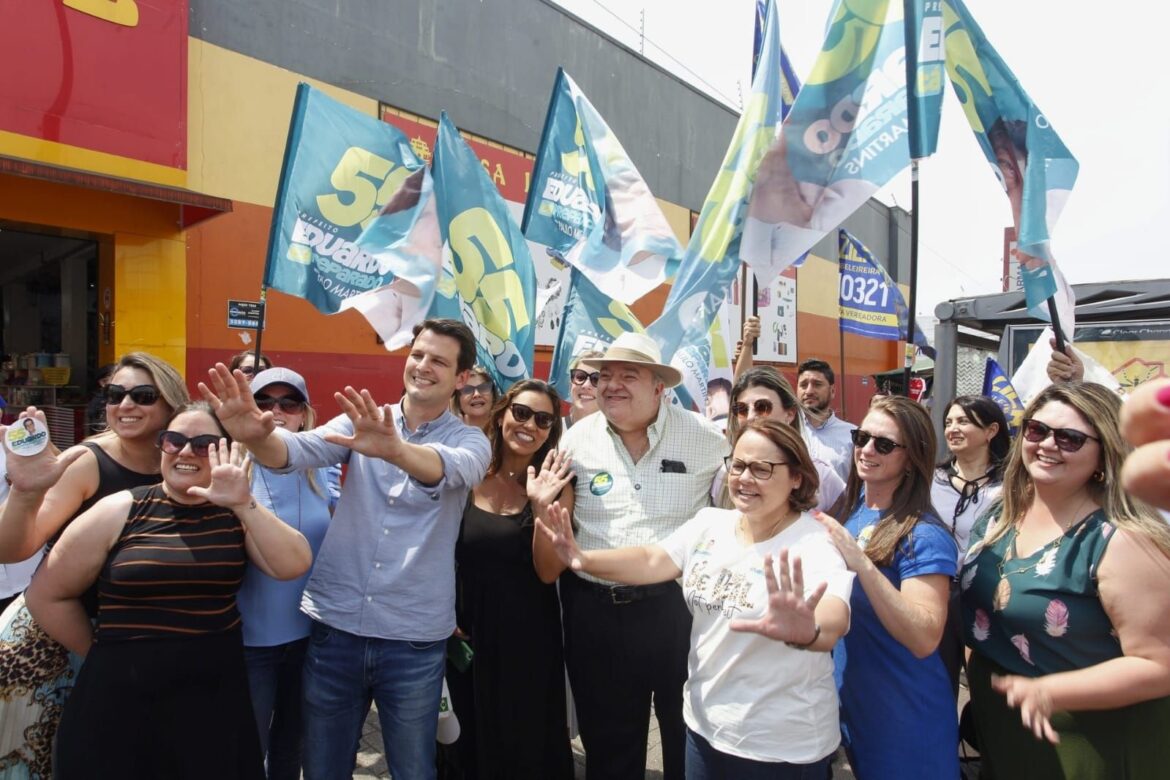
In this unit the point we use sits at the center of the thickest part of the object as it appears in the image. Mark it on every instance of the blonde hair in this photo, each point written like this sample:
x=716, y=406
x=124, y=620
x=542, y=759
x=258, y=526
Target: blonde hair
x=1099, y=408
x=171, y=387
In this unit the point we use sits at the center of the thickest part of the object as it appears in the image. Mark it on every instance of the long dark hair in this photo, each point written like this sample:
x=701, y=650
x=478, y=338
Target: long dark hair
x=983, y=412
x=497, y=416
x=912, y=497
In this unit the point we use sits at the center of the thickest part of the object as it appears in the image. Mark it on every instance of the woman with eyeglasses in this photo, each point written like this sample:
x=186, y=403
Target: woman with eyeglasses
x=582, y=388
x=759, y=699
x=897, y=712
x=48, y=491
x=246, y=361
x=762, y=393
x=275, y=630
x=475, y=399
x=1065, y=600
x=163, y=690
x=511, y=702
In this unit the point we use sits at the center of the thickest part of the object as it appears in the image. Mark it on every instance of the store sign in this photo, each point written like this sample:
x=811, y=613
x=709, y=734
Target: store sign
x=96, y=75
x=245, y=313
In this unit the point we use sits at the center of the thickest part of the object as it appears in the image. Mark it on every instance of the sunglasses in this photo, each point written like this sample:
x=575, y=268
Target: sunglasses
x=172, y=442
x=482, y=388
x=1067, y=439
x=579, y=377
x=759, y=469
x=142, y=394
x=522, y=414
x=762, y=406
x=288, y=404
x=882, y=444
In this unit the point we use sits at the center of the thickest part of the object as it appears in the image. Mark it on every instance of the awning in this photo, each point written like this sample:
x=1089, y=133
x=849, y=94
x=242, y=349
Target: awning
x=193, y=206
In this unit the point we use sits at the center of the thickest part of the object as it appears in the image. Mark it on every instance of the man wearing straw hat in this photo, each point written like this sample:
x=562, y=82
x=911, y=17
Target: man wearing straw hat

__________

WORK TO COMPLETE: Reproduce every one of the records above word for word, from the first line through the last, and leave out the pictures.

TASK ANSWER:
In this unit the point we use sits at the center of the thickest part of the object as it appears in the image. Mark it on every instance of the blonde hair in this photo, each point written like this sample:
x=716, y=406
x=124, y=620
x=542, y=759
x=258, y=526
Target: blonde hair
x=1099, y=408
x=171, y=387
In this unit the point we use sits at the center of the thickest part of the object as it appears in the image. Mark it on every instance of the long dark hair in this photo, each point written like this sample:
x=701, y=650
x=478, y=338
Target: long dark hair
x=983, y=412
x=497, y=416
x=912, y=497
In this unit the point we use sits at the center of the thickest part of the object as it appears in the image. Mark it on every instance of the woman with eyeglasses in this photo, each point written like this sample:
x=186, y=403
Target: woman with eyeglasses
x=582, y=388
x=759, y=699
x=897, y=712
x=48, y=491
x=246, y=361
x=762, y=393
x=275, y=630
x=475, y=399
x=1065, y=600
x=163, y=690
x=511, y=702
In this unit the point we use sits at the center of the thickest part of the object as it appears in the image. Mark it on every instance of the store sign in this photo, each point written like this sample:
x=811, y=613
x=709, y=734
Target: store sign
x=96, y=75
x=245, y=313
In this unit the point we use sits at the center of the thickest part of the object as it appears in the image. Mark it on every instance of the sunglasses in this photo, each point written like this sample:
x=575, y=268
Target: sunglasses
x=172, y=442
x=482, y=388
x=1067, y=439
x=579, y=377
x=759, y=469
x=142, y=394
x=522, y=414
x=762, y=406
x=288, y=404
x=882, y=444
In this unit the point we use sits at the center of the thickest part of the object as it appears in the image. Mark it on every instance of the awning in this photo, each point written like this sample:
x=1089, y=133
x=849, y=94
x=242, y=349
Target: awning
x=193, y=206
In this unit the point we use sits at the center of the thickest part of the object as it appears in the image. Mark it on every instance of the man wearing straw hat in this photo, each point written like this sample:
x=562, y=82
x=911, y=17
Target: man wearing straw hat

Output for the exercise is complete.